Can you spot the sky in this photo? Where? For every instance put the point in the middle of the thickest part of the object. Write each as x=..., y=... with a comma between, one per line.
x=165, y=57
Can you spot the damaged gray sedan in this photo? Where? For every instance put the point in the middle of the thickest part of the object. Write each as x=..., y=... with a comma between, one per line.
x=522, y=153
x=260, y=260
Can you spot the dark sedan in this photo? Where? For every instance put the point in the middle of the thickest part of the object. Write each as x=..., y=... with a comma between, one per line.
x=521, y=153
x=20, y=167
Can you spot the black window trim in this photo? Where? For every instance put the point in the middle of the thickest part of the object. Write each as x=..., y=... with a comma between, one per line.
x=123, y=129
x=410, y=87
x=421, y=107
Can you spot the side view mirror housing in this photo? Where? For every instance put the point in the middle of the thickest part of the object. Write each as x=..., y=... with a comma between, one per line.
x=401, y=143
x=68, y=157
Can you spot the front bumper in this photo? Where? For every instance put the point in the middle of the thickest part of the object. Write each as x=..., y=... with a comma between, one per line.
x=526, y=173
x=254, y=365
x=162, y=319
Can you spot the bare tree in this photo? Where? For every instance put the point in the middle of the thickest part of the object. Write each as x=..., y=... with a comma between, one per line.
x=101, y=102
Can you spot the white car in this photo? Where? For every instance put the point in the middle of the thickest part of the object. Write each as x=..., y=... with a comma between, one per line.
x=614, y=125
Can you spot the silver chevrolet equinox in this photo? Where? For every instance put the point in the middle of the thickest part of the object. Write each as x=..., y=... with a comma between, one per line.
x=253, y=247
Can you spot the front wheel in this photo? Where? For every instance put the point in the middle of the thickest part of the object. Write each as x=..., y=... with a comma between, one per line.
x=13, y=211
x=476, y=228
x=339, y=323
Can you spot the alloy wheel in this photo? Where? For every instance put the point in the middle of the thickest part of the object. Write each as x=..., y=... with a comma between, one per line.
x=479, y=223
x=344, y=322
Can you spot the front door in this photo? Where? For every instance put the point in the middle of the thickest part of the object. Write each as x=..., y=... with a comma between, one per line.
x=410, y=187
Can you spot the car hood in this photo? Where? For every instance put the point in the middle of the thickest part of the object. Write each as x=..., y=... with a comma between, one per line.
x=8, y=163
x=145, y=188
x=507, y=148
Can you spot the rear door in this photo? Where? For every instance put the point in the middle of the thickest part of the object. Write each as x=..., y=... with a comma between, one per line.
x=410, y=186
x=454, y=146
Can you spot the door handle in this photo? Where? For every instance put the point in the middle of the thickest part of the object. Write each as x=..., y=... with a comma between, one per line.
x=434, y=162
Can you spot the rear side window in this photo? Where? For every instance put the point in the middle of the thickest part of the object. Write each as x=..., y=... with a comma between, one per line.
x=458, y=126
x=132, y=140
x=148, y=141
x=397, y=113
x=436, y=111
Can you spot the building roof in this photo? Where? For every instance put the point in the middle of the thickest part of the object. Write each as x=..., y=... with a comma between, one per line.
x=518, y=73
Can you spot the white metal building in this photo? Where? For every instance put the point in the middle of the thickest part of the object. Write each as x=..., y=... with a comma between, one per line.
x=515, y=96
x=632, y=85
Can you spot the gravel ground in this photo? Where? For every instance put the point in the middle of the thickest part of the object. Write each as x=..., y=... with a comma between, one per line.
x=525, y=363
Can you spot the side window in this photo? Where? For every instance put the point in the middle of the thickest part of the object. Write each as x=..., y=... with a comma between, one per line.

> PROBLEM TO SOLVE:
Each record should be transcribed exactly as it was written.

> RESPONSE BELOW:
Can you spot the sky in this photo? Where? For every instance put the point in the middle of the thickest part of the object. Write each as x=..., y=... with a comma between, one per line.
x=165, y=57
Can you spot the damaged gray sedan in this photo? Where? For every instance put the point in the middle of the thickest part of the object. Write each as x=..., y=... with a comma between, one per line.
x=522, y=153
x=260, y=260
Can you spot the dark sedan in this photo? Where? For every instance put the point in the middle of the thickest part of the object. Write each as x=..., y=... with a comma between, one per line.
x=521, y=153
x=20, y=167
Can you spot the black window trim in this photo? Where? For every instance put the point in the middle of the thickest part of the object. Write each as x=..., y=... with a comma between, one per line.
x=123, y=129
x=410, y=87
x=421, y=107
Can you spot the side view mirror housing in this photo? Where? For every instance put the point in the middle of the thickest part of the object. Write each as x=..., y=... with a comma between, one per line.
x=401, y=143
x=68, y=157
Can you spot the front bumper in this photo? Where? For every instance put the point in the middle of the thickest part of the object. Write each as x=..., y=... with a comma between, one per line.
x=526, y=173
x=254, y=365
x=162, y=319
Can you spot the bare tree in this photo? Where? For every instance put the point in the middle of the thickest part of the object. Write each as x=..., y=... with a comma between, one per line.
x=101, y=102
Can you spot the white car in this photo? Where? For every instance put the point in the middle of the thickest part of the object. Write each as x=..., y=... with a comma between, one per line.
x=614, y=125
Can you spot the silver chevrolet equinox in this photo? Where? For every instance put the point in the middle of the thickest part of the object. Write each as x=..., y=... with a comma between, one per line.
x=253, y=247
Can you spot the front wheel in this photo? Where? For every instance put the point in the middle of the thickest part of the object. Write each as x=..., y=... with a comma between, one per line.
x=13, y=211
x=476, y=228
x=339, y=323
Can you spot the alloy wheel in this photo? Where? For every instance put the point in the middle of the thickest part of the object. Write each as x=..., y=... with a comma between, one per line.
x=479, y=223
x=344, y=322
Can you spot the front door in this photo? Where? For every instance put the point in the middle of the thickest part of the object. Write each as x=..., y=... with a comma between, one per line.
x=410, y=187
Can you spot the car hood in this photo? Where? For every instance put the point in the middle of the thickest part of the object. Write each as x=..., y=... with a comma between, one per line.
x=8, y=163
x=145, y=188
x=507, y=148
Can you spot the rear door in this photo? Where? For every instance put the point in the middle of the thickest part of the object. Write each as x=..., y=... with a comma between, one per line.
x=410, y=186
x=454, y=146
Can you spot the door handle in this photo? Where? For every instance put the point in the middle of the thickest part of the object. Write each as x=..., y=... with a comma between, one per line.
x=434, y=162
Can you spot the rear side window in this photo? Where? For every instance put the point in the middle of the thickest part of the object. Write each as x=..., y=... with a comma between, one per line.
x=458, y=126
x=132, y=140
x=148, y=141
x=397, y=113
x=436, y=111
Can you spot the building roof in this photo? Where? For every instance put the point in the middle of the thickest part of the object. Write each as x=..., y=... with a comma between, one per line.
x=518, y=73
Can you spot the white metal building in this photo? Where? For every instance put the point in the middle of the thickest part of the object. Write each as x=..., y=... with a comma between, one per line.
x=515, y=96
x=632, y=85
Can you spot the gravel ground in this photo? Where? For every instance put the point in the middle of the thickest part of the object. Write each as x=..., y=... with a comma between, one per line.
x=525, y=363
Can you spot the side window in this photo? Where? For every instance put the point in the middle of the thickest part of the object. Write each as x=..., y=... with a comma between, one per line.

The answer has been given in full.